EXERCISE OBJECTIVE: From the records below, transcribe only the lines running from the one with "shape point(606, 442)" through the one with "shape point(502, 346)". Keep both of those end lines.

Referring expression pointing data

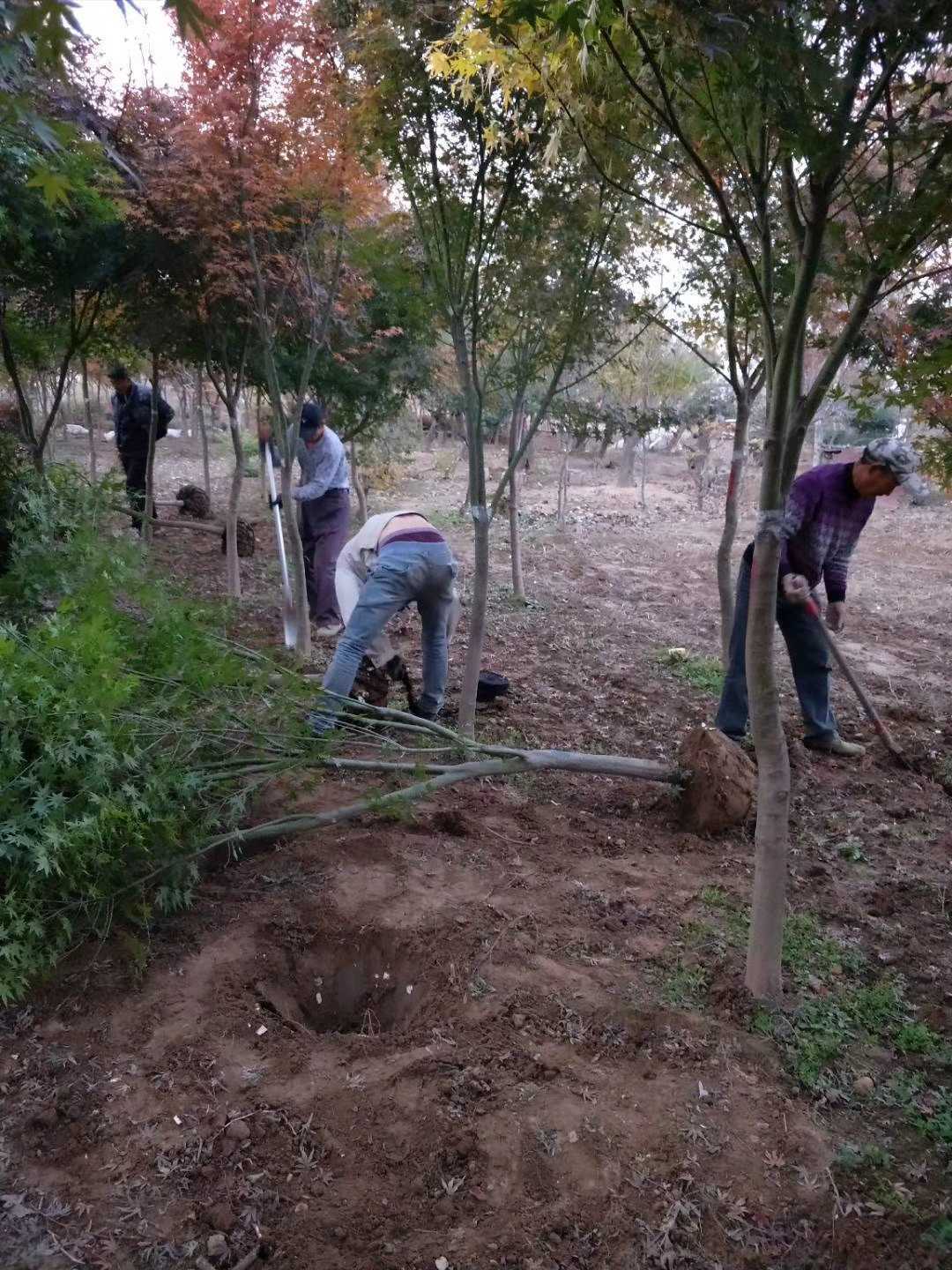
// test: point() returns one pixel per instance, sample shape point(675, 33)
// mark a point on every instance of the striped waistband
point(414, 536)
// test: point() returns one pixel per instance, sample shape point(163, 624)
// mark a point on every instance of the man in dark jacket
point(324, 498)
point(132, 413)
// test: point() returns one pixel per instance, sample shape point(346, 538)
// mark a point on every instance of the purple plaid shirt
point(822, 519)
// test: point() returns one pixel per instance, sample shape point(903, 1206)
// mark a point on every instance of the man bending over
point(825, 514)
point(397, 559)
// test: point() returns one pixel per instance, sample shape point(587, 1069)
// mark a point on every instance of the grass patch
point(937, 1127)
point(686, 987)
point(940, 1235)
point(816, 1038)
point(700, 671)
point(856, 1160)
point(917, 1039)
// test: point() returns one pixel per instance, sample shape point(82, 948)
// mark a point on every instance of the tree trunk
point(358, 485)
point(150, 458)
point(562, 489)
point(233, 568)
point(88, 415)
point(514, 536)
point(476, 498)
point(767, 914)
point(202, 432)
point(302, 617)
point(479, 598)
point(626, 467)
point(732, 504)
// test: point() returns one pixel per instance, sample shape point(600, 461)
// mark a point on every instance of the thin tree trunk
point(88, 413)
point(233, 568)
point(768, 906)
point(514, 534)
point(202, 432)
point(358, 485)
point(147, 533)
point(732, 504)
point(626, 467)
point(302, 616)
point(562, 489)
point(476, 492)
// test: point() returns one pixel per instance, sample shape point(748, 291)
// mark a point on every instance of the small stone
point(221, 1217)
point(217, 1247)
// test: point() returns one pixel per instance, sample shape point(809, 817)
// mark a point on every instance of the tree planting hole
point(365, 989)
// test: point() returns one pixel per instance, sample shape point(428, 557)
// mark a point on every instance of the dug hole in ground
point(510, 1030)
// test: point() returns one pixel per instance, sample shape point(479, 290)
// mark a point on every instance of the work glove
point(795, 588)
point(837, 615)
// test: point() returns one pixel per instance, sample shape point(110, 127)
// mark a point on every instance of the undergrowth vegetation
point(115, 698)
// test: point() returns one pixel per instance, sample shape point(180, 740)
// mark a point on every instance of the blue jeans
point(405, 572)
point(809, 658)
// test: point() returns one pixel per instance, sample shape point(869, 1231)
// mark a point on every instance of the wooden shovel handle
point(871, 712)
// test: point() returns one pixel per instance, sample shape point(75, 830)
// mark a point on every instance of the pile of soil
point(721, 784)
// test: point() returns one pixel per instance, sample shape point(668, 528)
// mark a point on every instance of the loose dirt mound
point(720, 790)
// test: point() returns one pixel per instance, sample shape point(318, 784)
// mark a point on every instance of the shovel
point(287, 598)
point(871, 712)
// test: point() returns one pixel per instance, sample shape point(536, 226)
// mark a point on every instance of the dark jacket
point(131, 418)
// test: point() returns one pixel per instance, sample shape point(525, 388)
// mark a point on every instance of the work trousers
point(324, 530)
point(809, 660)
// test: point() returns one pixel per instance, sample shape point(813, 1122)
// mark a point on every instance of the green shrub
point(115, 696)
point(701, 672)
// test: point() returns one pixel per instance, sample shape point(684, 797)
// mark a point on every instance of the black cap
point(312, 415)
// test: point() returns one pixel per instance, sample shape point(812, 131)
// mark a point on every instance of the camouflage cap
point(894, 453)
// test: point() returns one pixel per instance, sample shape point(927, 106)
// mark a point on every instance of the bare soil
point(460, 1039)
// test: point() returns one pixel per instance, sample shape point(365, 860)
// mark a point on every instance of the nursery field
point(508, 1027)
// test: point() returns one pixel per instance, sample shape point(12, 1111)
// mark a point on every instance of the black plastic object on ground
point(492, 686)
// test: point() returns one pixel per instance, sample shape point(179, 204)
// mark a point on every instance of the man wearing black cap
point(827, 511)
point(324, 496)
point(132, 413)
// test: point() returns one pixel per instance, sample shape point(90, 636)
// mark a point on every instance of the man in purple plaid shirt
point(825, 514)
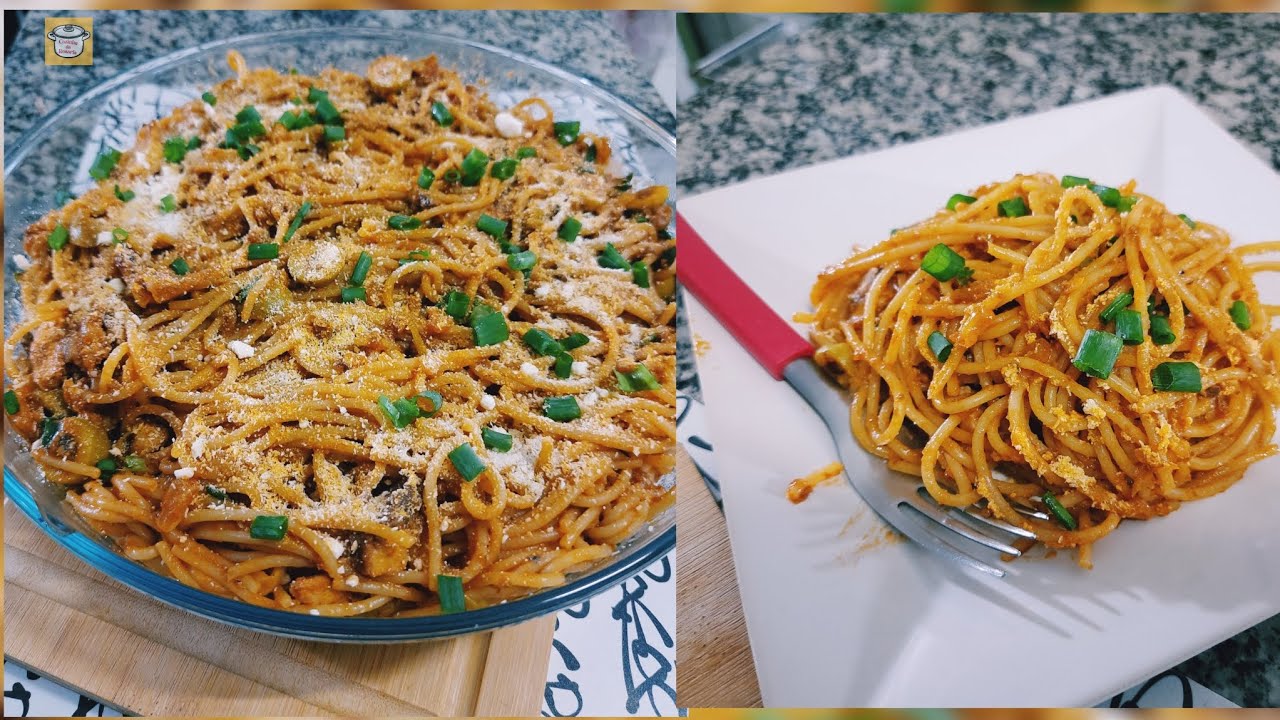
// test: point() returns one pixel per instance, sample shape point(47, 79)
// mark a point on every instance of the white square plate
point(841, 616)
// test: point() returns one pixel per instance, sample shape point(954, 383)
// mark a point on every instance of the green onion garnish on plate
point(1097, 354)
point(1176, 377)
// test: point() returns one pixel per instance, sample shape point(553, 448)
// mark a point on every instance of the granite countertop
point(581, 42)
point(854, 83)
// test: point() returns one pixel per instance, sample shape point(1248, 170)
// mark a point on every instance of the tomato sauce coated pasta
point(342, 345)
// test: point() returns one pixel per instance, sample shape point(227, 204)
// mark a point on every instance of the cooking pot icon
point(68, 40)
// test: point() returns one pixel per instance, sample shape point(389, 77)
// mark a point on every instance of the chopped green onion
point(503, 169)
point(522, 260)
point(640, 273)
point(328, 114)
point(563, 365)
point(568, 229)
point(472, 167)
point(264, 251)
point(1240, 315)
point(269, 527)
point(361, 272)
point(492, 226)
point(466, 461)
point(540, 342)
point(1115, 306)
point(562, 409)
point(174, 149)
point(1013, 208)
point(636, 381)
point(942, 263)
point(425, 177)
point(457, 305)
point(389, 410)
point(58, 238)
point(1129, 327)
point(406, 410)
point(452, 598)
point(489, 328)
point(440, 114)
point(940, 345)
point(1059, 510)
point(566, 132)
point(297, 219)
point(435, 399)
point(494, 440)
point(104, 163)
point(1160, 331)
point(106, 468)
point(49, 429)
point(1098, 352)
point(416, 256)
point(611, 258)
point(1176, 377)
point(1109, 196)
point(403, 223)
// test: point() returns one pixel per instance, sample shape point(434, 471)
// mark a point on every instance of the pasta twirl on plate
point(355, 345)
point(1061, 352)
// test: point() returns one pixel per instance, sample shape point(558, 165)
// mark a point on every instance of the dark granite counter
point(854, 83)
point(581, 42)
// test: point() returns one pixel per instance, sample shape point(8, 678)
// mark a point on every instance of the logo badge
point(68, 41)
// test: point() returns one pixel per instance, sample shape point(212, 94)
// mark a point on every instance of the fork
point(954, 533)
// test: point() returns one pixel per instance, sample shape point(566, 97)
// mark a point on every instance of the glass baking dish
point(51, 156)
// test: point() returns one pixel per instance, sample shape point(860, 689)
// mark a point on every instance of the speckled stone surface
point(581, 42)
point(855, 83)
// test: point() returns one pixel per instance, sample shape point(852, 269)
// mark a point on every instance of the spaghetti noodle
point(1063, 354)
point(355, 346)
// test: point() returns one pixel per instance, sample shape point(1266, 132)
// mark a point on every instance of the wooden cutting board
point(716, 665)
point(69, 621)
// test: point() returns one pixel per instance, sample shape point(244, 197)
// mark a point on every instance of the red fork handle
point(766, 336)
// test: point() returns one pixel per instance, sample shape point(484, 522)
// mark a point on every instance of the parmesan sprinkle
point(241, 349)
point(508, 124)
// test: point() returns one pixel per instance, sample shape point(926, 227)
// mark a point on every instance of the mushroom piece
point(389, 74)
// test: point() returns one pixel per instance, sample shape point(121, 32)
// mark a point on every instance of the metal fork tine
point(945, 519)
point(997, 523)
point(926, 534)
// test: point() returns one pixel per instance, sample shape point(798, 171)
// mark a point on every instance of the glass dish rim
point(292, 624)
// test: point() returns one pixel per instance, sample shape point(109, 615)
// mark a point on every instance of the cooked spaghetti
point(355, 345)
point(1063, 354)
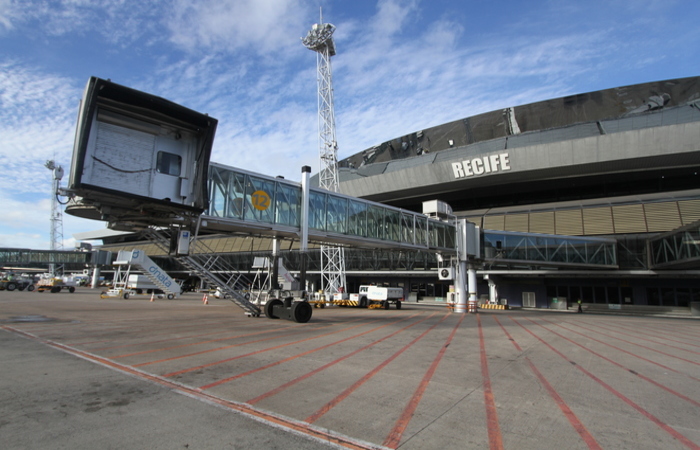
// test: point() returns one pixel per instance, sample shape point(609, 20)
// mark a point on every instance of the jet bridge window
point(169, 163)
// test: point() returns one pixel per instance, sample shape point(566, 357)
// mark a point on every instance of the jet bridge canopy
point(137, 154)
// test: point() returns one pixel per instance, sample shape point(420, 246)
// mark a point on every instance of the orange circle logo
point(261, 200)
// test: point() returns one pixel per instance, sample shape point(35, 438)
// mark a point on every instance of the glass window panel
point(391, 224)
point(317, 210)
point(653, 297)
point(357, 218)
point(168, 164)
point(337, 214)
point(375, 222)
point(288, 205)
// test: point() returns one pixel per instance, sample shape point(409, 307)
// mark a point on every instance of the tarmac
point(81, 372)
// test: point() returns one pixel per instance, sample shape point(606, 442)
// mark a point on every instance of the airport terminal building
point(620, 163)
point(617, 168)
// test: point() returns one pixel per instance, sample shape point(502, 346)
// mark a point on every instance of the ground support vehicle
point(293, 307)
point(55, 285)
point(19, 284)
point(378, 297)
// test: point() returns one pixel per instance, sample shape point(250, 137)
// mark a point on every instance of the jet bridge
point(141, 163)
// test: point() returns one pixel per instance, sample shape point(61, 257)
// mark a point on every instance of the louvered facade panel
point(662, 216)
point(568, 222)
point(597, 221)
point(690, 211)
point(494, 223)
point(542, 222)
point(516, 222)
point(229, 244)
point(629, 219)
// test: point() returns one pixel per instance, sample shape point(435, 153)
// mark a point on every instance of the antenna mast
point(320, 40)
point(56, 213)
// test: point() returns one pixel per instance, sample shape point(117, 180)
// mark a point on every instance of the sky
point(401, 66)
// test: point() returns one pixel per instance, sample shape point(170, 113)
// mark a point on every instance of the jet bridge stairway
point(212, 268)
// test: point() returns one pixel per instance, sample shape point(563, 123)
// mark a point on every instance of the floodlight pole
point(56, 235)
point(320, 40)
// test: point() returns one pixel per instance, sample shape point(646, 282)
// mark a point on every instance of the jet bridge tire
point(271, 304)
point(302, 312)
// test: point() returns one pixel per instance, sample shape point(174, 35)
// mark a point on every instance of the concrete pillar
point(274, 268)
point(493, 290)
point(95, 278)
point(461, 287)
point(471, 276)
point(304, 241)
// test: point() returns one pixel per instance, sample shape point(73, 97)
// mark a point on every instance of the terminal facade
point(620, 163)
point(617, 168)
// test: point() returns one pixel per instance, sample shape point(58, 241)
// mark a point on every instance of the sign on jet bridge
point(481, 165)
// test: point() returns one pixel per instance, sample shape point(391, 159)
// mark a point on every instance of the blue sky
point(401, 66)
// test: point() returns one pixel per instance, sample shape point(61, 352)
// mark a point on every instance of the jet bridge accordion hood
point(139, 156)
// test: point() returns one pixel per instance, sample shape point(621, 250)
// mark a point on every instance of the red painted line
point(568, 413)
point(636, 336)
point(573, 419)
point(343, 395)
point(625, 351)
point(326, 366)
point(394, 437)
point(276, 363)
point(510, 338)
point(494, 429)
point(640, 345)
point(266, 417)
point(664, 338)
point(214, 363)
point(675, 434)
point(627, 369)
point(228, 338)
point(674, 329)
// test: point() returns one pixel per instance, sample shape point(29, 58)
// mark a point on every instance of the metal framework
point(320, 40)
point(56, 214)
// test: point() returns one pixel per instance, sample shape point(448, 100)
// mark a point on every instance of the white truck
point(378, 295)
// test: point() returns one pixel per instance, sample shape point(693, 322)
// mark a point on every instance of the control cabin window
point(169, 164)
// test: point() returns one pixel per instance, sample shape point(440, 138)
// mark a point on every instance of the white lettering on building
point(479, 166)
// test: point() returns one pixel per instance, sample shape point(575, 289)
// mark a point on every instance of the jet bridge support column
point(468, 252)
point(471, 275)
point(274, 273)
point(304, 222)
point(461, 286)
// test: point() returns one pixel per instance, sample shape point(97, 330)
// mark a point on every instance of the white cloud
point(258, 26)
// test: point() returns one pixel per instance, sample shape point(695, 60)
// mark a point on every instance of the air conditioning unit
point(446, 273)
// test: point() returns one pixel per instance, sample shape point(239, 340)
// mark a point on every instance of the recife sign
point(481, 165)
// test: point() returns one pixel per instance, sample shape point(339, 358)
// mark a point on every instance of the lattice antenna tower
point(56, 213)
point(320, 40)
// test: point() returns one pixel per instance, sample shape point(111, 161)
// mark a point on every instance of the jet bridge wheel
point(271, 304)
point(302, 312)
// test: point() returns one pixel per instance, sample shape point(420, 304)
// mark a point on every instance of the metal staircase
point(211, 267)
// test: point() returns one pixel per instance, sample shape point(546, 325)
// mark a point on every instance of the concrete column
point(304, 241)
point(274, 268)
point(493, 290)
point(461, 287)
point(471, 275)
point(95, 278)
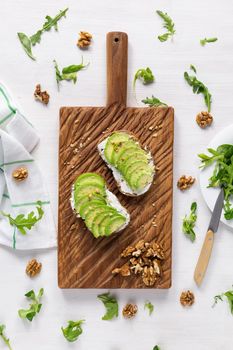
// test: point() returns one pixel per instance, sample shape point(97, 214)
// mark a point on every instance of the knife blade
point(207, 246)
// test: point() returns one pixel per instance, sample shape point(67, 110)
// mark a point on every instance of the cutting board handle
point(117, 65)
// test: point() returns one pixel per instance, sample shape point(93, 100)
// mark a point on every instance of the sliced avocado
point(143, 181)
point(90, 205)
point(89, 191)
point(89, 179)
point(113, 143)
point(115, 223)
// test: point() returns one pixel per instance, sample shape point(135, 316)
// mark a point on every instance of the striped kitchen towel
point(17, 140)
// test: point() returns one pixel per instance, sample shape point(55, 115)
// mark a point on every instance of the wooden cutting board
point(86, 262)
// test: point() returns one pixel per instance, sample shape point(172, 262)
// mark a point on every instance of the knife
point(207, 246)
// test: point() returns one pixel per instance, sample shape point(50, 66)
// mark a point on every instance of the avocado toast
point(97, 206)
point(132, 166)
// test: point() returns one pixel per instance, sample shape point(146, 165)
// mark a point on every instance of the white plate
point(210, 194)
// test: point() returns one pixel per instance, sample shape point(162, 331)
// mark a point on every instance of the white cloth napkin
point(17, 140)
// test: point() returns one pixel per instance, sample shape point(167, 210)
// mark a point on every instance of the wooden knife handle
point(117, 65)
point(204, 257)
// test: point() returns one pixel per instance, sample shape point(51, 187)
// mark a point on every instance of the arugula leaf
point(189, 222)
point(199, 88)
point(28, 42)
point(111, 305)
point(23, 222)
point(209, 40)
point(34, 307)
point(148, 305)
point(73, 330)
point(222, 175)
point(145, 75)
point(229, 297)
point(4, 337)
point(69, 72)
point(153, 102)
point(168, 25)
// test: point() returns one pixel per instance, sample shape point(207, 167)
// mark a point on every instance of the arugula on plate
point(198, 87)
point(69, 72)
point(4, 337)
point(29, 41)
point(73, 330)
point(204, 41)
point(153, 102)
point(228, 295)
point(34, 307)
point(110, 304)
point(222, 175)
point(25, 222)
point(168, 25)
point(189, 223)
point(149, 306)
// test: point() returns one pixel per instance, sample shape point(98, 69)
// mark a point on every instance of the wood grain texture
point(86, 262)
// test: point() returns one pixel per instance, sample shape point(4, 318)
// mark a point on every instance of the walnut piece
point(130, 310)
point(187, 298)
point(33, 268)
point(20, 174)
point(185, 182)
point(204, 119)
point(143, 260)
point(41, 96)
point(84, 40)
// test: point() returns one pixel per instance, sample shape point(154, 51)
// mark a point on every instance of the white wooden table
point(171, 326)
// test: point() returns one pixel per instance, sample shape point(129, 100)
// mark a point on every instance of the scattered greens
point(222, 175)
point(69, 72)
point(168, 25)
point(73, 330)
point(23, 222)
point(34, 307)
point(145, 75)
point(207, 40)
point(189, 222)
point(228, 296)
point(4, 337)
point(28, 42)
point(110, 304)
point(198, 87)
point(153, 102)
point(148, 305)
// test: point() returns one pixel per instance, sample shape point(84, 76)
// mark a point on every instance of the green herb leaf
point(209, 40)
point(73, 330)
point(26, 43)
point(189, 223)
point(145, 75)
point(4, 337)
point(153, 102)
point(168, 25)
point(222, 175)
point(34, 307)
point(23, 222)
point(111, 305)
point(69, 72)
point(149, 306)
point(199, 88)
point(228, 296)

EXERCISE OUTPUT:
// test: point() returns one pixel per instance, sample shape point(606, 442)
// mark a point on every instance of the airport terminal building
point(620, 163)
point(617, 168)
// test: point() returns one pixel per instance, sample shape point(502, 346)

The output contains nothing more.